• Data for the task:
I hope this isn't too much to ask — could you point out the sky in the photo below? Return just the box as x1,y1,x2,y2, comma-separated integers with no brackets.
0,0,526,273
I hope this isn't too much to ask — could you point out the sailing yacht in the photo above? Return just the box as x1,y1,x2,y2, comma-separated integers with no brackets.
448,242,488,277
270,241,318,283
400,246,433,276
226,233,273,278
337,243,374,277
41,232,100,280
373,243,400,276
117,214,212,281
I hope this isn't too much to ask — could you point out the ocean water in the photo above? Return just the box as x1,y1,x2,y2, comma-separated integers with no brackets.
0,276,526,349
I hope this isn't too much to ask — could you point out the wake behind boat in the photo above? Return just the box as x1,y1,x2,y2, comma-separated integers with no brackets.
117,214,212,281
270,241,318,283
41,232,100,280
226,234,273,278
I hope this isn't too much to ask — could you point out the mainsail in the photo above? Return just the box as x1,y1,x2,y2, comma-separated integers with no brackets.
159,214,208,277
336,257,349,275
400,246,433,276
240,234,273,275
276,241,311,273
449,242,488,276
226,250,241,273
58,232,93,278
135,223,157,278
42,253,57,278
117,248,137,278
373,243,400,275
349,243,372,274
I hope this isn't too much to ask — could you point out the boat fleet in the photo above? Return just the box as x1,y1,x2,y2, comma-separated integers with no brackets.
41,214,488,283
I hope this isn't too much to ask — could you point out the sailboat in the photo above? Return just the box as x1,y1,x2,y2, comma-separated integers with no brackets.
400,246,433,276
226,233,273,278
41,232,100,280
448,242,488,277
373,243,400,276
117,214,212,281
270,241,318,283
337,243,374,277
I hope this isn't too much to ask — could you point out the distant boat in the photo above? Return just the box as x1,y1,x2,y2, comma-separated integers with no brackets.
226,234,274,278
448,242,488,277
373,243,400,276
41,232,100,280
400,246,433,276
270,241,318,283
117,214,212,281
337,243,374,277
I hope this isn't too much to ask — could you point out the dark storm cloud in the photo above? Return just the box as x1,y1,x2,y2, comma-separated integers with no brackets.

• Short problem: Could you lay out the lines as a Markdown table with columns "Row" and "Line", starting at the line containing "out the distant" and ending at the last line of the records? Number the rows and skip any blank lines.

• Output:
| Row | Line |
|---|---|
| 1 | I hope this isn't too much to ask — could you point out the distant boat in the photo above? Return just the box as x1,y1,x2,y2, comma-separated integers with no brackets. |
| 2 | 226,234,274,278 |
| 3 | 448,242,488,277 |
| 4 | 373,243,400,276 |
| 5 | 41,232,100,280 |
| 6 | 400,246,433,276 |
| 7 | 270,241,318,283 |
| 8 | 117,214,212,281 |
| 9 | 337,243,374,277 |
| 10 | I hope this isn't too much to ask — could you point out the dark storm cloud in the photo above? Return just the box as x1,y1,x2,y2, comma-separated integers with no brackets. |